**GIVEN DATA:**
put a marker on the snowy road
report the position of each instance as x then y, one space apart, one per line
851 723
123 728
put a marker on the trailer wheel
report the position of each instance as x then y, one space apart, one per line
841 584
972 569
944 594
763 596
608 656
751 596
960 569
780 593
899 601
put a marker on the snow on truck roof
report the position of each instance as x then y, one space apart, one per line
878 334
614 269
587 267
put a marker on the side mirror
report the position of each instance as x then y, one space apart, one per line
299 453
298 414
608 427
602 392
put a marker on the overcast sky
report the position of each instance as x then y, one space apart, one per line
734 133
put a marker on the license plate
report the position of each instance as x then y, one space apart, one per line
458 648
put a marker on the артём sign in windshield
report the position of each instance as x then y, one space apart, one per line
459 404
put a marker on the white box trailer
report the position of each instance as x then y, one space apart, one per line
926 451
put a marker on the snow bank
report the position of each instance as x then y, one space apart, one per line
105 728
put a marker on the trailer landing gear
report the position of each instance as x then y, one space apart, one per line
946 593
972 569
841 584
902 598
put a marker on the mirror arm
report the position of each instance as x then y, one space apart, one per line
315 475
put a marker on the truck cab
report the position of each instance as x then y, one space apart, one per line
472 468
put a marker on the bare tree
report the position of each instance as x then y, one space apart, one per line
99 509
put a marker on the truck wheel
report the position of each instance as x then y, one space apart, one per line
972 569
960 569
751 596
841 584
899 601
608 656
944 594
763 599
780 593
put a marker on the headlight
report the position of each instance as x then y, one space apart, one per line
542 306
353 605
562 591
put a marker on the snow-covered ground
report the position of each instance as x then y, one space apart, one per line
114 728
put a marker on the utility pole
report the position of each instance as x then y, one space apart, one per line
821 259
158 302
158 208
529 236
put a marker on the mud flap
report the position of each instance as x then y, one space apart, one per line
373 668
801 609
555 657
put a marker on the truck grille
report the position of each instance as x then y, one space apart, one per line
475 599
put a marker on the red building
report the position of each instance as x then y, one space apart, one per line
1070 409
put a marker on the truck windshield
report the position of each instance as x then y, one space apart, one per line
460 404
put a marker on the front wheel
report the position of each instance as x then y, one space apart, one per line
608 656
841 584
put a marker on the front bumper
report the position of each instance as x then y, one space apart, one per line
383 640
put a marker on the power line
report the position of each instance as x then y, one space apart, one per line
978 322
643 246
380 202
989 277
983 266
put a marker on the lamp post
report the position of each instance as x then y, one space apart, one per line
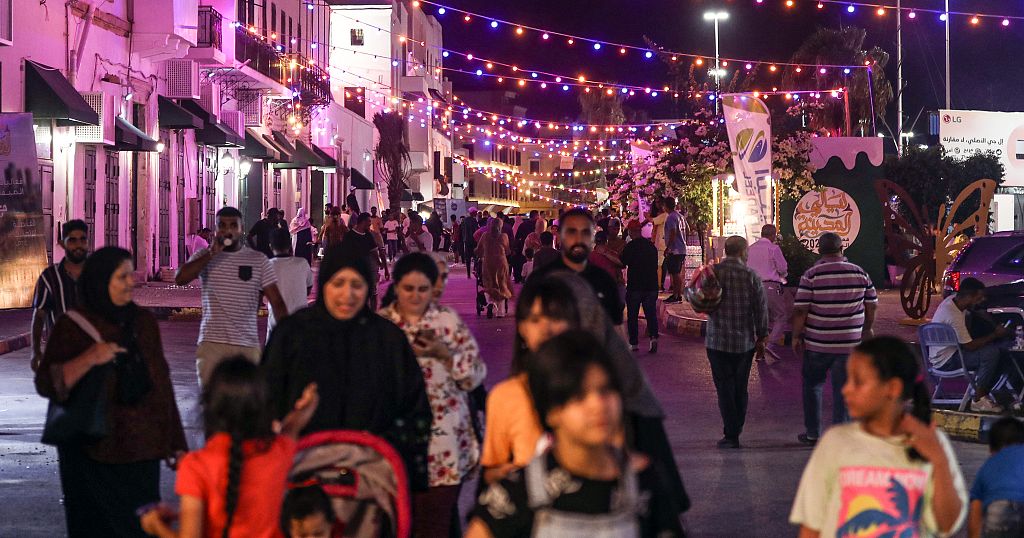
716 16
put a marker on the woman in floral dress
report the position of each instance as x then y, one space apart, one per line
452 367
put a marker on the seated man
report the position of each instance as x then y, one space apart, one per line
997 494
981 356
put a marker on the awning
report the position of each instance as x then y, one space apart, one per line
219 135
173 116
257 148
306 155
48 95
127 137
331 163
193 107
359 181
437 95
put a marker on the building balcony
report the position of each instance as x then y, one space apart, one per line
165 30
209 49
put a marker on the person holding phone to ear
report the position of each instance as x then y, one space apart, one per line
452 368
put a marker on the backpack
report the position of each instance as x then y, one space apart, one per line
704 291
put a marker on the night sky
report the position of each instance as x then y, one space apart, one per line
987 60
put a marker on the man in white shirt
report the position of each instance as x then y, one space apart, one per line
295 277
198 241
981 356
767 260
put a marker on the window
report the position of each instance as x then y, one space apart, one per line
6 23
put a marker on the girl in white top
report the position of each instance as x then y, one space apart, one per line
888 472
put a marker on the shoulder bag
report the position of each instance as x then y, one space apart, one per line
82 418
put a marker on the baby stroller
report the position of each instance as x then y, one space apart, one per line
481 298
364 477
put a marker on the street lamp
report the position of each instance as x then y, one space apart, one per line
716 16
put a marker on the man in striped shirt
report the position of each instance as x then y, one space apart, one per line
834 311
233 278
56 288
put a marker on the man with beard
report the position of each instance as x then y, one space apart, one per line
56 289
232 277
577 235
259 236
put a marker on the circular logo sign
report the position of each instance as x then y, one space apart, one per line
829 210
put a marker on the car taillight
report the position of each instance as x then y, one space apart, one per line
952 280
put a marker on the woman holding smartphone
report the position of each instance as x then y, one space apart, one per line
452 367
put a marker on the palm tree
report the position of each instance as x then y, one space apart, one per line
391 155
842 47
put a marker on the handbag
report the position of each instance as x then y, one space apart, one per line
82 418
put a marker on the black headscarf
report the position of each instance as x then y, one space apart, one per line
337 258
93 285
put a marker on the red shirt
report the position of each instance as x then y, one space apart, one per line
203 473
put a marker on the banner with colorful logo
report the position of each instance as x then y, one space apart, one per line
23 239
749 125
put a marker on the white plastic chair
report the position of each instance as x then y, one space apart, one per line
941 334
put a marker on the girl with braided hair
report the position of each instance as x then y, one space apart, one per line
233 486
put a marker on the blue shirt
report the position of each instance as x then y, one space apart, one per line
1001 478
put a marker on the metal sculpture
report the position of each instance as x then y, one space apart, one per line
923 249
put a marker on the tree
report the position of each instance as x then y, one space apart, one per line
932 177
391 155
842 47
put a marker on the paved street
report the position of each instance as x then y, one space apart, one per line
735 493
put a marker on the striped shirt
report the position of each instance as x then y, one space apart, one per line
231 286
834 291
56 293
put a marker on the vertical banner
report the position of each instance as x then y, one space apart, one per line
749 125
23 240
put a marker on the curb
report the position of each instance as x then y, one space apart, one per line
13 343
677 325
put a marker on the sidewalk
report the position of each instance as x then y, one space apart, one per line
680 319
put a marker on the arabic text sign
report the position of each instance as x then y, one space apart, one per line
829 210
23 247
964 133
748 122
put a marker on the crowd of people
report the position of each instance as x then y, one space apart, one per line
571 443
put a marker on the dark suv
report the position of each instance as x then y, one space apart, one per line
997 260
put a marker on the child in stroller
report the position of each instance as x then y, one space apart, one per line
365 479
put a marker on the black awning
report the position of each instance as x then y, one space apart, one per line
219 135
359 181
193 107
437 95
127 137
48 95
173 116
325 156
286 151
257 148
305 155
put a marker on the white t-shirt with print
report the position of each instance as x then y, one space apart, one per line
231 286
949 314
855 481
294 278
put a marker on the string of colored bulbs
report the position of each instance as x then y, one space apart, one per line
597 44
523 121
910 12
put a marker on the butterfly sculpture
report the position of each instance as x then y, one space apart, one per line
923 249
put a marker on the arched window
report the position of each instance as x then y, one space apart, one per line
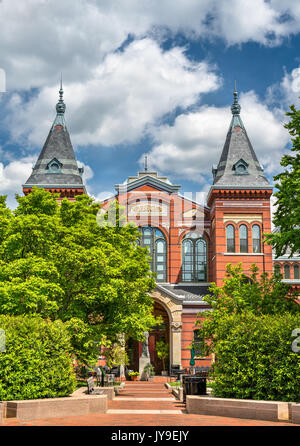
243 230
198 344
230 238
287 274
277 269
256 239
194 258
154 240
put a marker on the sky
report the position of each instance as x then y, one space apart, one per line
143 77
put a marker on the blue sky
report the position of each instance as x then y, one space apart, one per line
144 77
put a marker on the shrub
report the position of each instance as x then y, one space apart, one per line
36 362
255 358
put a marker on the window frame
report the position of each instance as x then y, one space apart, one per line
227 238
154 239
195 270
255 225
243 225
285 269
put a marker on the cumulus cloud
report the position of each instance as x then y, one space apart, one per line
190 146
129 90
40 38
16 172
287 91
13 175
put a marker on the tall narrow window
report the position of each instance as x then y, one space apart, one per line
287 274
154 240
194 258
200 261
198 344
187 260
243 238
277 269
256 239
230 238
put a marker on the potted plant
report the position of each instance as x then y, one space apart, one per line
162 350
133 375
149 371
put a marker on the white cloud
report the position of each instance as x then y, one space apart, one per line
13 175
16 172
41 38
128 91
190 147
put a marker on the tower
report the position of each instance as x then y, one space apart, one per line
239 200
56 169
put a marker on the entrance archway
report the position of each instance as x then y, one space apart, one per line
159 333
170 308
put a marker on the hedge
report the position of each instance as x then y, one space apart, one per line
36 362
255 359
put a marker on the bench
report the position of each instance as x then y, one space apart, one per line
91 387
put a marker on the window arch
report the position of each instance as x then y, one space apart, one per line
243 232
277 269
256 238
194 258
287 273
230 238
155 241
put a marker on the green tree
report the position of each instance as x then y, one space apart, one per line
36 361
249 330
256 294
287 214
56 261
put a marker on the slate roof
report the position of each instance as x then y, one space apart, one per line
189 294
237 148
57 147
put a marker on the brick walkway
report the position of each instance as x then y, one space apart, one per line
144 404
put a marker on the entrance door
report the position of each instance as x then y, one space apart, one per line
159 333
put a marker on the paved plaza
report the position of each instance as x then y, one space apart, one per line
143 404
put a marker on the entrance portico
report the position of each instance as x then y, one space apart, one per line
173 307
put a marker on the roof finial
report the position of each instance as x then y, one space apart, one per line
235 108
61 106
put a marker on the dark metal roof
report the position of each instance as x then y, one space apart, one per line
238 148
57 148
187 293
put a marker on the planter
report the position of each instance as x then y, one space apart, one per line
134 378
235 408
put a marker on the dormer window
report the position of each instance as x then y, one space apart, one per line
241 168
54 166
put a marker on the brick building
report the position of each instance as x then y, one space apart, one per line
189 243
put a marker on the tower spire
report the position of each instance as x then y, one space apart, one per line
60 107
238 165
235 110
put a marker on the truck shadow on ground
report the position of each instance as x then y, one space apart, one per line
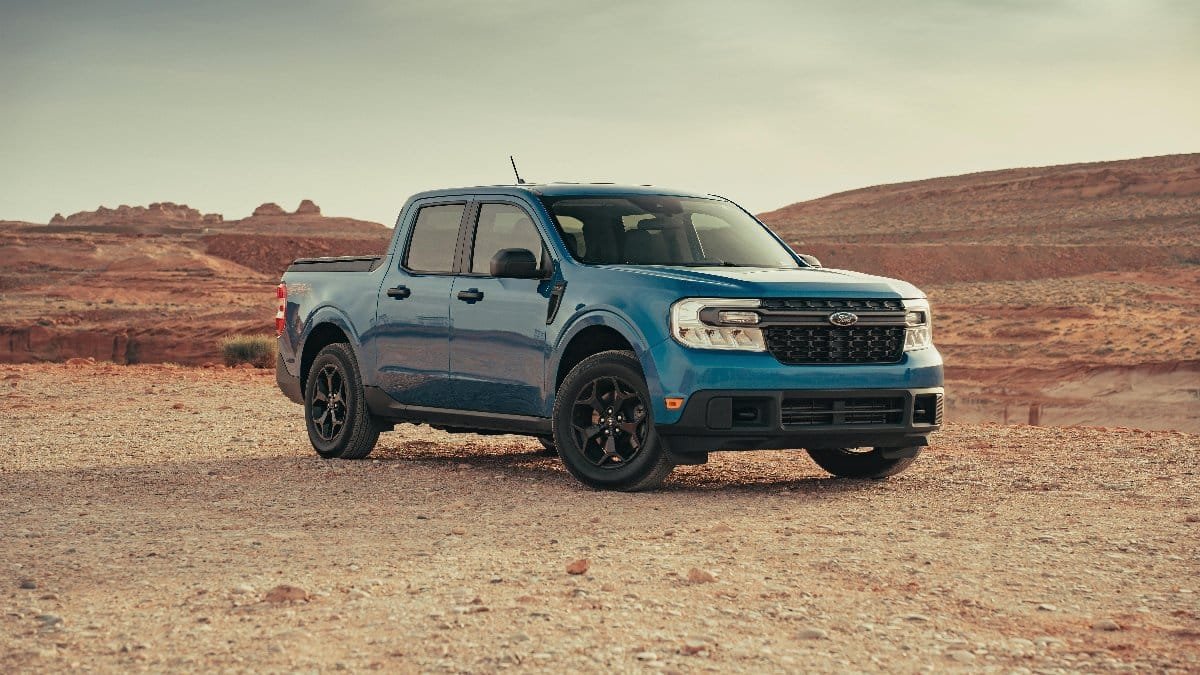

**PROBLEM:** Please pick out every line in the items above that contains the word "lamp", and copy each of those lines in full.

**IN RESPONSE:**
put a marker on the lamp post
put a marker on the street lamp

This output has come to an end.